▶ **Anforderungen**:
1. Gib aus dem folgenden Textauszug den Abschnitt wortgetreu aus, der mit den Worten „Bühne des Kapitels“ einsetzt und nach den Worten „Ausstieges zu sichern.“ aufhört.
2. Prüfe bitte, ob die folgenden Aussagen mit dem Textauszug übereinstimmen. Antworte jeweils mit Ja oder Nein und zitiere die entscheidenden Worte wörtlich. (a) Indizierte Extremismusprävention richtet sich primär an Aussteiger und an Personen mit bereits deutlichen extremistischen Einstellungen. (b) Maßnahmen sollen sich ausschließlich auf die betroffene Person beschränken. (c) Eine Zusammenarbeit zwischen Sicherheitsbehörden und zivilgesellschaftlichen Akteuren gilt als sinnvoll.
3. Auf welchen allgemeinen Beratungsprinzipien beruht laut dem Textauszug die grundlegende Präventionsarbeit mit den Klientinnen und Klienten?

▶ **Ausgewählter Textauszug**:
══════
Bühne des Kapitels / Moduls
Handlungsfeld "Indizierte Extremismusprävention"
5.3 Extremismusprävention in Deutschland – Praxiskonzepte
Inhalt des Kapitels / Moduls
Indizierte Extremismusprävention sollte sich auf Interventionen bei verfestigten Radikalisierungsprozessen und die Prävention von (erneuten) extremistischen Straftaten konzentrieren. Sie richtet sich damit primär an sogenannte Aussteiger sowie Personen und deren Bezugspersonen, bei denen bereits deutliche extremistische Einstellungen und Verhaltensweisen bestehen. Dementsprechend umfasst sie sowohl die Aspekte der Deradikalisierung als auch der Loslösung aus einer radikalisierten Gruppe bzw. den Verzicht auf extremistisch begründete Straftaten (Disengagement). Durchgeführte Maßnahmen sollten neben der betroffenen Person auch immer das soziale Umfeld einbinden, um reale Gelegenheiten und Bedingungen eines Ausstieges zu sichern.
Die grundlegende Präventionsarbeit mit den Klientinnen und Klienten beruht dabei auf allgemeinen Prinzipien der Beratung mit Aufbau einer Vertrauensbeziehung, Auftragsklärung, Akzeptanz der Person sowie Entwicklung einer realistischen Perspektive sozialer Integration. Zudem ist eine interdisziplinäre Zusammenarbeit beispielsweise zwischen Sicherheitsbehörden und zivilgesellschaftlichen Akteuren sinnvoll. Diese Aspekte sowie fachliche und organisatorische Standards können dann auch wesentlich zum Erfolg einer Beratung beitragen. Dringend notwendig im Bereich der indizierten Prävention sind eine Evaluation sowie der Ausbau und eine stärkere Standardisierung der bestehenden Beratungsangebote, um Wirkfaktoren überprüfen zu können, sowie eine stärkere Auseinandersetzung mit Sicherheits- und Gefährdungsaspekten in der Beratungspraxis.
══════
▶ **Bereitgestellte Datensätze**:
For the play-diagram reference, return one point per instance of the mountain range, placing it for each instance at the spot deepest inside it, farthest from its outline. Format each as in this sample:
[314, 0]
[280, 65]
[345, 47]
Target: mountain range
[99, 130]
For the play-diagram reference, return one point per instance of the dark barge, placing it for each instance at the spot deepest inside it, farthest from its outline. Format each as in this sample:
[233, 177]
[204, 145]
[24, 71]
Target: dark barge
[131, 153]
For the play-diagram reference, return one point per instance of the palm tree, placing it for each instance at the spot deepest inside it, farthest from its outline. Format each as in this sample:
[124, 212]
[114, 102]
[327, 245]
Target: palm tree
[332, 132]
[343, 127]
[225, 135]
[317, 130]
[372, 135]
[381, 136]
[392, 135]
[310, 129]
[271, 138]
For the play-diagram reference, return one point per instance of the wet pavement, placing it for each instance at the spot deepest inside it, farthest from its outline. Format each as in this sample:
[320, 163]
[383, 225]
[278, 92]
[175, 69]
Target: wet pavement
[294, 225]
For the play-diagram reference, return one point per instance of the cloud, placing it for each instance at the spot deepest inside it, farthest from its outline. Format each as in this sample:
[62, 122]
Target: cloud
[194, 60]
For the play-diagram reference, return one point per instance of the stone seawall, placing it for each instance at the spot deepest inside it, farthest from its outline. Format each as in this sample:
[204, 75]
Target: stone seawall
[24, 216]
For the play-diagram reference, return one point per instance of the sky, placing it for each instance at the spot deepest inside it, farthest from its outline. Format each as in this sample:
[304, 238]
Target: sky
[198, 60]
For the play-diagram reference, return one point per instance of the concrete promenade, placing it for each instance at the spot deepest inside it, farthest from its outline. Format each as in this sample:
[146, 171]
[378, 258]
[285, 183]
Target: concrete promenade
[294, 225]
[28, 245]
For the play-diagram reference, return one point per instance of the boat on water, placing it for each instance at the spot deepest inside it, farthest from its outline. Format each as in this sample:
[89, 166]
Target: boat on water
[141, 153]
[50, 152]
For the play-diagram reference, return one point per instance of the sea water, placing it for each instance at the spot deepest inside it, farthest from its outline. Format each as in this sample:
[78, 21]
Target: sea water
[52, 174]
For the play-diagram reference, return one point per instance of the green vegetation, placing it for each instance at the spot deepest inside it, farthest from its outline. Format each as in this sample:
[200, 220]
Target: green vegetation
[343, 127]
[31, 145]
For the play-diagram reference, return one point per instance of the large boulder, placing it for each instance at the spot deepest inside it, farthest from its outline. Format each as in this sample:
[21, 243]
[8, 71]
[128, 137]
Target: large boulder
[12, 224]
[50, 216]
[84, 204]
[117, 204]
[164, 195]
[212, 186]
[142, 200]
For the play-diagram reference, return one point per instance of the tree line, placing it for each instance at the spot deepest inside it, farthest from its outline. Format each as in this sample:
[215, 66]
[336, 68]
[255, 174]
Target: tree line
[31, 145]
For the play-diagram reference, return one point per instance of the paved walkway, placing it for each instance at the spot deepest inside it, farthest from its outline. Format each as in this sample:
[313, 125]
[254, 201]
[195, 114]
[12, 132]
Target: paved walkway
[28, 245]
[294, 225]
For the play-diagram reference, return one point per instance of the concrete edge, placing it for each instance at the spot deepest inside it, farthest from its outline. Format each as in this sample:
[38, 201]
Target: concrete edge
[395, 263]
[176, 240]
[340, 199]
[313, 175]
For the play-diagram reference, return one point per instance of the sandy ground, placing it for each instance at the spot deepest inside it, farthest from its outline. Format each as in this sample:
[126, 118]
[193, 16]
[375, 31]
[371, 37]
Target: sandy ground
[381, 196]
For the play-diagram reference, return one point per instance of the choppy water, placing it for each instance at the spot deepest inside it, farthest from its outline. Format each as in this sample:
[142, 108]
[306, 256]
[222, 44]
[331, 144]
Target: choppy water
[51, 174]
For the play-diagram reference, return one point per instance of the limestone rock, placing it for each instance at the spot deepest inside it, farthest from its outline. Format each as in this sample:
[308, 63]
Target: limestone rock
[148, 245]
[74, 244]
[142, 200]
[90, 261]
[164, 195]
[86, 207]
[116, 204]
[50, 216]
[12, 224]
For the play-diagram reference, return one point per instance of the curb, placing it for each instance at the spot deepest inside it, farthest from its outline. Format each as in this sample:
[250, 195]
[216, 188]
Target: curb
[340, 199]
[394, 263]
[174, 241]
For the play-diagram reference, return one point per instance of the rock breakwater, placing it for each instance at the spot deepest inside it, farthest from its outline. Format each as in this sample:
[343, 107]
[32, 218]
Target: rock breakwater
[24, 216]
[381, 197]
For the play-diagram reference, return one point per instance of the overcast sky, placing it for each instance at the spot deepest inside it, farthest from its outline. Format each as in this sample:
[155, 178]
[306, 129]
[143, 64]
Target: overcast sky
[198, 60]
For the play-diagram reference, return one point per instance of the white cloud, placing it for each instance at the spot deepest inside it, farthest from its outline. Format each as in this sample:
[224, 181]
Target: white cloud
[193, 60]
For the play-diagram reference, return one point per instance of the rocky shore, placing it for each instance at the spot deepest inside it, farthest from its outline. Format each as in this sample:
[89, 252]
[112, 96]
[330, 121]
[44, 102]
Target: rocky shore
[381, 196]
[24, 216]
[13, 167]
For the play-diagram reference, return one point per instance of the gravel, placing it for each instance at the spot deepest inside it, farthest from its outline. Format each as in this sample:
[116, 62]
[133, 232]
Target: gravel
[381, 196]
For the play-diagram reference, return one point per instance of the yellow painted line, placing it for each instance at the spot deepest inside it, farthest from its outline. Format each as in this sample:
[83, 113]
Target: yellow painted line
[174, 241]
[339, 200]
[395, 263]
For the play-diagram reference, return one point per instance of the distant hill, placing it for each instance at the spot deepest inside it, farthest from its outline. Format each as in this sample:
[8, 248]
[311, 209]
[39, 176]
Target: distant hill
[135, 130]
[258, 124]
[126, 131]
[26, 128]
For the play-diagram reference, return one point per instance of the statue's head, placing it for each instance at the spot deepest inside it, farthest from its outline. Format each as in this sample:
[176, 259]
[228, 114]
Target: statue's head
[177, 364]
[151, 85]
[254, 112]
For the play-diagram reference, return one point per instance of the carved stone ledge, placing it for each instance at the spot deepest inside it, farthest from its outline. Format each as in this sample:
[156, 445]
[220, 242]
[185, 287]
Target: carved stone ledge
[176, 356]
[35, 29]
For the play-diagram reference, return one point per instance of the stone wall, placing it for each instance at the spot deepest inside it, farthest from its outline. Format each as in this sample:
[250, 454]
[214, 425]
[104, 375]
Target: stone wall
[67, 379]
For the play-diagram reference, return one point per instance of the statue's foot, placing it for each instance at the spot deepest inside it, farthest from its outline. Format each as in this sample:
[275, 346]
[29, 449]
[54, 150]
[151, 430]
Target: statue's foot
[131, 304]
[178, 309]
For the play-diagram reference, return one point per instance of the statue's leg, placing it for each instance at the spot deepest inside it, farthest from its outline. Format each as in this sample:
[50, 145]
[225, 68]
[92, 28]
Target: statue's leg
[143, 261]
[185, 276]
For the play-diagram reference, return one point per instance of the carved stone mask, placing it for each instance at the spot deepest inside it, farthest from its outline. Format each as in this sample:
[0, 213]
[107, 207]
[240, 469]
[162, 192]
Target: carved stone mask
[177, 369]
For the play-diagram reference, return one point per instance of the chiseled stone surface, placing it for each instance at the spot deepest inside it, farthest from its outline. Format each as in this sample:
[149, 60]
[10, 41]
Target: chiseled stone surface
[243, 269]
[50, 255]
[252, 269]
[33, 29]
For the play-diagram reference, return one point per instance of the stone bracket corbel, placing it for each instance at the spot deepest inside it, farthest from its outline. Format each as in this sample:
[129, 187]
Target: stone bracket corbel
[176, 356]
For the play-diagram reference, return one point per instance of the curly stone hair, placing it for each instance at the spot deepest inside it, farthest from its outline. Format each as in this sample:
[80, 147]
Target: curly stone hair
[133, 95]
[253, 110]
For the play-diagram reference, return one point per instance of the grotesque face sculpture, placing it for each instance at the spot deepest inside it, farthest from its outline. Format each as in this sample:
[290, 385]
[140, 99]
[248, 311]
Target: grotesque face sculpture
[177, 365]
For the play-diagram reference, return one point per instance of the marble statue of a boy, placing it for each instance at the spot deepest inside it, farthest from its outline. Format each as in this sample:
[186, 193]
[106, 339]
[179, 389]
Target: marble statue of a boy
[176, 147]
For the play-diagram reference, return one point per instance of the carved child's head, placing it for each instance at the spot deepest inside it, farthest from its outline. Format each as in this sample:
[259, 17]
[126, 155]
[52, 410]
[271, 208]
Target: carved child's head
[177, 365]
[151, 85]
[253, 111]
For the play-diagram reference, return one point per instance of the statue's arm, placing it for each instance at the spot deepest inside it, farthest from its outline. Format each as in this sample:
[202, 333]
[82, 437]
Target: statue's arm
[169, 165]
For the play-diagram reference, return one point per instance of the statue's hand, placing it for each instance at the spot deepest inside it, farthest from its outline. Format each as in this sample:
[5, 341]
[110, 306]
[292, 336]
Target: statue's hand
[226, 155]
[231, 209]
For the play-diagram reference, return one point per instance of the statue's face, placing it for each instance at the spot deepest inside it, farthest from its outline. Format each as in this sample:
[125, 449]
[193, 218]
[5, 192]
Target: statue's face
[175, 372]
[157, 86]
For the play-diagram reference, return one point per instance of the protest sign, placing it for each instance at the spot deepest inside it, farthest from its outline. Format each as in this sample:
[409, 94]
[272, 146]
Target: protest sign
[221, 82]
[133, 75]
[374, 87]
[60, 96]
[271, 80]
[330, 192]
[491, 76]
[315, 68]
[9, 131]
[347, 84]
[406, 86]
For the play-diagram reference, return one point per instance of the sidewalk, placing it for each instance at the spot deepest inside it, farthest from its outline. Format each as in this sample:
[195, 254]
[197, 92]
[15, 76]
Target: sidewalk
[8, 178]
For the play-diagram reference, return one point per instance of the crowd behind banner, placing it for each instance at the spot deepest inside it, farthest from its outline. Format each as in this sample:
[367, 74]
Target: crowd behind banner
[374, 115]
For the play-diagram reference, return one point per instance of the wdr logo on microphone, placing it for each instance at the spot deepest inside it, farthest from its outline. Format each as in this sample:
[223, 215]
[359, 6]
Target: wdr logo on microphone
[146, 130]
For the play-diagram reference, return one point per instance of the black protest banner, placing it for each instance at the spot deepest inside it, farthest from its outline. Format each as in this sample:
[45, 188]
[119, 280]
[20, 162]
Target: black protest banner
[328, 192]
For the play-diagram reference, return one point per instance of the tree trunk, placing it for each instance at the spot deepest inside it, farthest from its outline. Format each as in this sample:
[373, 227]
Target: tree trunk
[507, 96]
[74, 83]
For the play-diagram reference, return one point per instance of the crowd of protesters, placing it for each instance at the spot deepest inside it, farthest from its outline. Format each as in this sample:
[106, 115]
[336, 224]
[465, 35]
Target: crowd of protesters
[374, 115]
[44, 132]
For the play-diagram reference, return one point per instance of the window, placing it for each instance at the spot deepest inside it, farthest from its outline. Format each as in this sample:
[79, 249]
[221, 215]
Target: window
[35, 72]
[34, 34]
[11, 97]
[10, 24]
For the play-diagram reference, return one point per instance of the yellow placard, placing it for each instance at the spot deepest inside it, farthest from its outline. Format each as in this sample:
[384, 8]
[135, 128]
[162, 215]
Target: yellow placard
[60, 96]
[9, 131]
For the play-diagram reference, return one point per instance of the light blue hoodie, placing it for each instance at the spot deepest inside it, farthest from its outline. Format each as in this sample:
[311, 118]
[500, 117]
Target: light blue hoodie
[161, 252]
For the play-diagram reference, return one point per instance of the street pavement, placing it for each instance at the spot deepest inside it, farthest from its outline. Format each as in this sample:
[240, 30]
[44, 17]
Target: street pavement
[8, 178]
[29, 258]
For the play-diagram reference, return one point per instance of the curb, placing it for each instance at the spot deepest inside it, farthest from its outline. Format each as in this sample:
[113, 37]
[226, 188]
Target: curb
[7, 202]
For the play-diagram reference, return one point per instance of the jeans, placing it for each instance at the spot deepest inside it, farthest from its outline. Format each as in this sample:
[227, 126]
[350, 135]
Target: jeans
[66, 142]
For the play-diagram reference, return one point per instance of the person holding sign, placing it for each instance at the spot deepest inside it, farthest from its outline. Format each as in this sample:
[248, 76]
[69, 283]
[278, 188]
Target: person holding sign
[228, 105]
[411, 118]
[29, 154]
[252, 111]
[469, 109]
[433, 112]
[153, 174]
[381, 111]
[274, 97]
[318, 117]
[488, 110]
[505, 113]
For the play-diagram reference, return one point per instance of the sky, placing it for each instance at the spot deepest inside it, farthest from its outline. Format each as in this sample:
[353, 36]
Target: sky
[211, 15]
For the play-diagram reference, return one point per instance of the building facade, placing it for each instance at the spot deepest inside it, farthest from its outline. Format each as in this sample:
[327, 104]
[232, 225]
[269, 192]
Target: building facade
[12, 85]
══════
▶ **Antworten in Reihenfolge**:
1.
Bühne des Kapitels / Moduls
Handlungsfeld "Indizierte Extremismusprävention"
5.3 Extremismusprävention in Deutschland – Praxiskonzepte
Inhalt des Kapitels / Moduls
Indizierte Extremismusprävention sollte sich auf Interventionen bei verfestigten Radikalisierungsprozessen und die Prävention von (erneuten) extremistischen Straftaten konzentrieren. Sie richtet sich damit primär an sogenannte Aussteiger sowie Personen und deren Bezugspersonen, bei denen bereits deutliche extremistische Einstellungen und Verhaltensweisen bestehen. Dementsprechend umfasst sie sowohl die Aspekte der Deradikalisierung als auch der Loslösung aus einer radikalisierten Gruppe bzw. den Verzicht auf extremistisch begründete Straftaten (Disengagement). Durchgeführte Maßnahmen sollten neben der betroffenen Person auch immer das soziale Umfeld einbinden, um reale Gelegenheiten und Bedingungen eines Ausstieges zu sichern.

2.
(a) Ja: „Sie richtet sich damit primär an sogenannte Aussteiger sowie Personen und deren Bezugspersonen, bei denen bereits deutliche extremistische Einstellungen und Verhaltensweisen bestehen.“
(b) Nein: „Durchgeführte Maßnahmen sollten neben der betroffenen Person auch immer das soziale Umfeld einbinden“
(c) Ja: „Zudem ist eine interdisziplinäre Zusammenarbeit beispielsweise zwischen Sicherheitsbehörden und zivilgesellschaftlichen Akteuren sinnvoll.“

3. Auf dem Aufbau einer Vertrauensbeziehung, der Auftragsklärung, der Akzeptanz der Person sowie der Entwicklung einer realistischen Perspektive sozialer Integration.